READING TEXT:
--------------------------------
Tips for Tri-Tip

Because I have family in California, I get the opportunity to visit now and again.  On one of my trips, I encountered one of the culinary delights of California–a cut of meat called tri tip.  Tri-tip is a tender, lean beef cut coming from the bottom sirloin that gets its name from its triangular shape. It is sold as a small roast or cut into steaks; there are only two of these cuts in each animal. What makes it so special is the full flavor it offers at an affordable price.  Roasting and grilling are the best preparation methods as the tri tip is considered a lean cut of meat.

While readily available nearly everywhere in California, tri-tip is not a common cut in the Midwest.  However, because I enjoyed it so much, I’ve frequently asked at different stores if it was possible to order and usually got a “no” response.  Recently I was shopping at my local Fareway store and there in the meat case was a sirloin tri-tip!!!  Right then and there, I made my first tri-tip roast purchase and profusely thanked the meat department manager for acquiring the cut.  (Manager said that they will continue to carry it as long as they can get it.)

Having never prepared a tri tip on my own, I wanted to do it right.  I looked at several recipes and blogs which offered a lot of insight.  Eventually I decided on an online recipe for Santa Maria Style Tri Tip. (Santa Maria is famous for their tri tip barbecue.)  My choice could not have been better!!  We enjoyed a succulent roast prepared on the grill.

Here’s some tips that I acquired from reading various blogs and recipes that may help anyone else who would like to try a tri tip roast should they see one in their meat counter.

  • Be prepared for uneven cooking.  Due to the triangular shape, the roast typically has thicker and thinner parts.  Because of the variation in thickness, the two parts of the cut will cook different, thinner faster than thicker.  This is offers pieces ranging from more well-done to medium-rare.  The flavor is the same regardless.
--------------------------------
RECORD LIST:
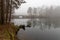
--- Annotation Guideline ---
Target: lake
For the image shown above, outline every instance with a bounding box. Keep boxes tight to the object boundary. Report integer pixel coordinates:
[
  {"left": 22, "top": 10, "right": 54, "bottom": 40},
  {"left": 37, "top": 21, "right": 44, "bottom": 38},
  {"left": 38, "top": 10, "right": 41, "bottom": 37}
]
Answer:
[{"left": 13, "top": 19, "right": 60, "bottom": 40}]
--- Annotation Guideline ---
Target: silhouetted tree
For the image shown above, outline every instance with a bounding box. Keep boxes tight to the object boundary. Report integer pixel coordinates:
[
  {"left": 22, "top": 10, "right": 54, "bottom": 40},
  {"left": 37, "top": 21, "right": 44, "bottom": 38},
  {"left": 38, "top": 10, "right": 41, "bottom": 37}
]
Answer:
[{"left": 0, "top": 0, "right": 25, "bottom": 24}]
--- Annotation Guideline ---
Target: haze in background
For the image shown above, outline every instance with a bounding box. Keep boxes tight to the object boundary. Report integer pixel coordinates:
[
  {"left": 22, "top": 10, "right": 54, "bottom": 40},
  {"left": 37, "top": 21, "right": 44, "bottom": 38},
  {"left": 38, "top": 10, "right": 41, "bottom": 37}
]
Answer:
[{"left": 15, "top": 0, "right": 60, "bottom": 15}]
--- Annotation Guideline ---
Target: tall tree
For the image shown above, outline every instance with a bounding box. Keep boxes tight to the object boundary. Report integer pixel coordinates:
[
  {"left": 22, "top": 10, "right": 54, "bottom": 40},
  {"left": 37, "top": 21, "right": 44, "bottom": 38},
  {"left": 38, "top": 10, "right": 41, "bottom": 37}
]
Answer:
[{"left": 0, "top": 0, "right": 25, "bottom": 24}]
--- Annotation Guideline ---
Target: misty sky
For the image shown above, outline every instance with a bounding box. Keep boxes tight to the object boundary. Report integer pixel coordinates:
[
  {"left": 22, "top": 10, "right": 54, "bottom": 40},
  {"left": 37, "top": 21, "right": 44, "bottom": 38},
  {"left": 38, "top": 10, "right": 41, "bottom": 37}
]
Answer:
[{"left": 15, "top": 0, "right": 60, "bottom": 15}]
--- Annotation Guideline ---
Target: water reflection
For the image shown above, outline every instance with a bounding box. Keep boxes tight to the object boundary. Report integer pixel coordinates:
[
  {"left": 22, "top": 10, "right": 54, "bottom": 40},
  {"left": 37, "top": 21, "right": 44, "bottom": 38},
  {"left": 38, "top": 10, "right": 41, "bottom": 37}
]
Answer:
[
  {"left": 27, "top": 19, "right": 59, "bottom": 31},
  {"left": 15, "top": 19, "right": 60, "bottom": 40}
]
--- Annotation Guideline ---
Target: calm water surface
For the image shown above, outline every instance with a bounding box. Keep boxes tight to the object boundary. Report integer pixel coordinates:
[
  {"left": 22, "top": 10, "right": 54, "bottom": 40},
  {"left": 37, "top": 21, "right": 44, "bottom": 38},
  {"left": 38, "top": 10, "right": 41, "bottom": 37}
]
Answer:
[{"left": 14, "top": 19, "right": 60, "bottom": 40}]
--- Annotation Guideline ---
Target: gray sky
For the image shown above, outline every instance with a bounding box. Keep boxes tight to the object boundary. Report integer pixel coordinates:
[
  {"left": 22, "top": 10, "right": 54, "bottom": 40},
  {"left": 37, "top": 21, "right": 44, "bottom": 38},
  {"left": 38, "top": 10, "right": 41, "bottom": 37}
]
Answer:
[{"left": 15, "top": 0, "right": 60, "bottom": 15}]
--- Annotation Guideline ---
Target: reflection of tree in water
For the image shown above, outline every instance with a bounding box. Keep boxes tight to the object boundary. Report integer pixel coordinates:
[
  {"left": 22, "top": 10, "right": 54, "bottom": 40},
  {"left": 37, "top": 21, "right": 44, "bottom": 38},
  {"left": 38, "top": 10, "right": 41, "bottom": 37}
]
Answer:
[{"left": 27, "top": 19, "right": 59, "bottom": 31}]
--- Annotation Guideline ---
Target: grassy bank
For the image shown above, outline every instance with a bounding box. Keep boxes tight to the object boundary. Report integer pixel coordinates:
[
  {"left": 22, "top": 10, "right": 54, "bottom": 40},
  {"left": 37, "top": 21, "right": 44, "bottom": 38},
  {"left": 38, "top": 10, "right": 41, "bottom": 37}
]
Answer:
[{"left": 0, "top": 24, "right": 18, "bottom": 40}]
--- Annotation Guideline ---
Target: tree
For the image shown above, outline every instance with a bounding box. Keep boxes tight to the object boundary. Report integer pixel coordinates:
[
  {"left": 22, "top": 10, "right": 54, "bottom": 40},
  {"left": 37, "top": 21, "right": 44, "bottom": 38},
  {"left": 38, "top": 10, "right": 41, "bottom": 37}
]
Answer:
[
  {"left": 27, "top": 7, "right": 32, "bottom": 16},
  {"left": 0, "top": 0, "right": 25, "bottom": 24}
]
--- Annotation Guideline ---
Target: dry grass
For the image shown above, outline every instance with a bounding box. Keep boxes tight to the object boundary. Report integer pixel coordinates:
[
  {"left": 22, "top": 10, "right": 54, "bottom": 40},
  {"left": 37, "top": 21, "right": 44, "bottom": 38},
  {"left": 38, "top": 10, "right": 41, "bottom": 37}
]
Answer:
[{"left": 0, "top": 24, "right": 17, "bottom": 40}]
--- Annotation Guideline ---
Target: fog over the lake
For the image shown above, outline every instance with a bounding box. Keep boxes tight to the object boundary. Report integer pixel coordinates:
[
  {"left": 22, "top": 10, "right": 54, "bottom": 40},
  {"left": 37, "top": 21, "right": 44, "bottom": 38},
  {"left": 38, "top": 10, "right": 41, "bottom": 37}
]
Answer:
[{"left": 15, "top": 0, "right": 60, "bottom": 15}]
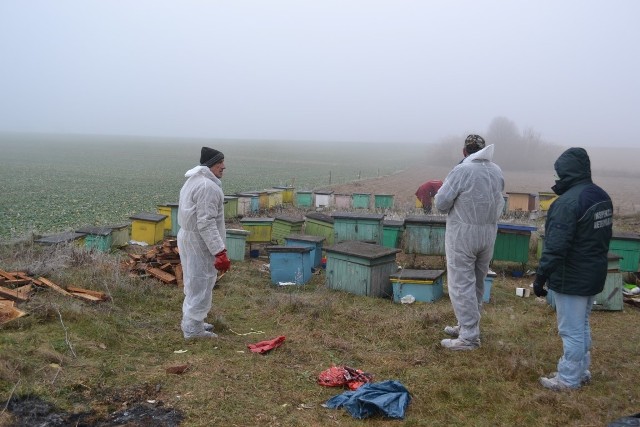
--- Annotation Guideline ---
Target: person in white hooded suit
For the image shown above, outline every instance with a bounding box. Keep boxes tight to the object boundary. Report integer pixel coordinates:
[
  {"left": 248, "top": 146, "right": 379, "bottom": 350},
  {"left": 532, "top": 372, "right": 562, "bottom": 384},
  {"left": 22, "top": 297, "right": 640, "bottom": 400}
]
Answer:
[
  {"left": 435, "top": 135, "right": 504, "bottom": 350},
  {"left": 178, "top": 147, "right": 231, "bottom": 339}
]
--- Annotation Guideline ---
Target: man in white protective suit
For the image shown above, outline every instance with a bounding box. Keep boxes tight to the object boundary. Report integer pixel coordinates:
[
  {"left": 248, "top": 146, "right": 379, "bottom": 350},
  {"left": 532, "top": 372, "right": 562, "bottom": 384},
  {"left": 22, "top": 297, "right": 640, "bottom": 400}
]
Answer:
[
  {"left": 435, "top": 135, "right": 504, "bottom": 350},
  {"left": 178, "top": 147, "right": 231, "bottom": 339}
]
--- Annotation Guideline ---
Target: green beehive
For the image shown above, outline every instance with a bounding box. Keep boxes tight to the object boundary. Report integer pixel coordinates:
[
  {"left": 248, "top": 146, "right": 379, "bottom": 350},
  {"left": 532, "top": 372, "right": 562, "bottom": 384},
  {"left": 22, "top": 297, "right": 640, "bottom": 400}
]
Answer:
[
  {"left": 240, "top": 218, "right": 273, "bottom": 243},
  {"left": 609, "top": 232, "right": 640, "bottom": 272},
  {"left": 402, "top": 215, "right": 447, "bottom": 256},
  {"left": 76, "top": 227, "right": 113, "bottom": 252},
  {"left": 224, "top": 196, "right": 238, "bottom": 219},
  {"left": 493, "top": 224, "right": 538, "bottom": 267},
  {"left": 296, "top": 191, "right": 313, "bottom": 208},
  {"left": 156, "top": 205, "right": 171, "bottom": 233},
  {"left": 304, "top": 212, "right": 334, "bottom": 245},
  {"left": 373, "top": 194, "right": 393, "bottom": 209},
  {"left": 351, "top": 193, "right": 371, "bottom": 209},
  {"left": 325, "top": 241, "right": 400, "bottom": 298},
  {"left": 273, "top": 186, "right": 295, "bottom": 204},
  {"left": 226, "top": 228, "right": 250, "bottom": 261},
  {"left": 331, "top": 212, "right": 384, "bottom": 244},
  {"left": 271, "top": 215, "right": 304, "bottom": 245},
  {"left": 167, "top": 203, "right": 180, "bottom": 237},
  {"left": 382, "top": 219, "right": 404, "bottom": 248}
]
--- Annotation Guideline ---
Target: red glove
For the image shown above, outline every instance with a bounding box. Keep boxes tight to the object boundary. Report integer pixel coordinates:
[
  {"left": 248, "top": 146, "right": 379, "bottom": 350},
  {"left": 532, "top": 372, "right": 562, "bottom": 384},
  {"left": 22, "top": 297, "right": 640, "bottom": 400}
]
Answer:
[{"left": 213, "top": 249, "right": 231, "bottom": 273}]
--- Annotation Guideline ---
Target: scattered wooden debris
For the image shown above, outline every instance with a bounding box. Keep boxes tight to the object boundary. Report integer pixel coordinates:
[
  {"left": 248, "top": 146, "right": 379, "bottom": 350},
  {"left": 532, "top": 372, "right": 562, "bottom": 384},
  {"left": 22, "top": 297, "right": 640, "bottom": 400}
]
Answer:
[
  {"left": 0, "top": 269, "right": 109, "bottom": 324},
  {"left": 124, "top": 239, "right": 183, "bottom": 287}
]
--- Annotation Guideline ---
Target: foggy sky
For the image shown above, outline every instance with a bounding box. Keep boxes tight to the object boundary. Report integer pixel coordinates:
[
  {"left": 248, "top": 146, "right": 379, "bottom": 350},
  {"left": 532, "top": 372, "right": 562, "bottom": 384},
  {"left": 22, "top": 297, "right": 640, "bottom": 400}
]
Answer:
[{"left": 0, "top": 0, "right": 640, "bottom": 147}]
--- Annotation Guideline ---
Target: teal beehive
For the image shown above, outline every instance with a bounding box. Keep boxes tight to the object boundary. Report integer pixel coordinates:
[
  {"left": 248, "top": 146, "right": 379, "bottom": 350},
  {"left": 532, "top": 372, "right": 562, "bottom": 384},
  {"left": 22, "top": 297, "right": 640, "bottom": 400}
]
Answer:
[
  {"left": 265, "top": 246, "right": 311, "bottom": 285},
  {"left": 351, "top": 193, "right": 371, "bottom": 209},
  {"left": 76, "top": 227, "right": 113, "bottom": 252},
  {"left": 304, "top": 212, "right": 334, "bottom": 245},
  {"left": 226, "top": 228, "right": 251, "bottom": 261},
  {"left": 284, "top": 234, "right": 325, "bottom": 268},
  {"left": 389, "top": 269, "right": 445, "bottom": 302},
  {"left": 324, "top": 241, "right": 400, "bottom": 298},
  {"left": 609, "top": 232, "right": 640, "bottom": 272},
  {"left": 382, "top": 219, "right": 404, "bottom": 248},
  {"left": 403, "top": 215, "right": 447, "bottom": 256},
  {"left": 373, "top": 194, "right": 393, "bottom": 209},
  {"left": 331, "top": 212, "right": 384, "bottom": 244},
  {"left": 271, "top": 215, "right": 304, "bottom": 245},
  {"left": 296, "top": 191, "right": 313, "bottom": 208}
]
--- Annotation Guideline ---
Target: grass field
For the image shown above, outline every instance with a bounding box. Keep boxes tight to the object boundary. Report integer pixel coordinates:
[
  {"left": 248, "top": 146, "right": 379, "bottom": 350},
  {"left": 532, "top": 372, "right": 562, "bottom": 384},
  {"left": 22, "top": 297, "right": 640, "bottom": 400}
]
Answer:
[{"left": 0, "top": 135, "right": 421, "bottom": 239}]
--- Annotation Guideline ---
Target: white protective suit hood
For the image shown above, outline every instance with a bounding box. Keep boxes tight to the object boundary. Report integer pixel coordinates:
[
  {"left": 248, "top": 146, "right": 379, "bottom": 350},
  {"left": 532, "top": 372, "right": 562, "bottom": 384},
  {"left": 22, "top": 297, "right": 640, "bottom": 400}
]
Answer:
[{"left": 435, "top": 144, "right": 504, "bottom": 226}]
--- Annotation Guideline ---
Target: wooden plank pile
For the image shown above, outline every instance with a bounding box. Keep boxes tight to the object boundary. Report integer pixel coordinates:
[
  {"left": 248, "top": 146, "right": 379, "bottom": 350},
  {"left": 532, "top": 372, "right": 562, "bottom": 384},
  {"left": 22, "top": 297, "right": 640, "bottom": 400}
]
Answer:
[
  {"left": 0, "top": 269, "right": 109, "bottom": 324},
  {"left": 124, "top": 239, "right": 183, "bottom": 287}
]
--------------------------------
JOB: From the tri-tip article, copy the part that opens with the words containing "Tips for Tri-Tip" and closes with "cut of meat.". Work only from the tri-tip article.

SOLUTION TO THIS TASK:
Tips for Tri-Tip

Because I have family in California, I get the opportunity to visit now and again.  On one of my trips, I encountered one of the culinary delights of California–a cut of meat called tri tip.  Tri-tip is a tender, lean beef cut coming from the bottom sirloin that gets its name from its triangular shape. It is sold as a small roast or cut into steaks; there are only two of these cuts in each animal. What makes it so special is the full flavor it offers at an affordable price.  Roasting and grilling are the best preparation methods as the tri tip is considered a lean cut of meat.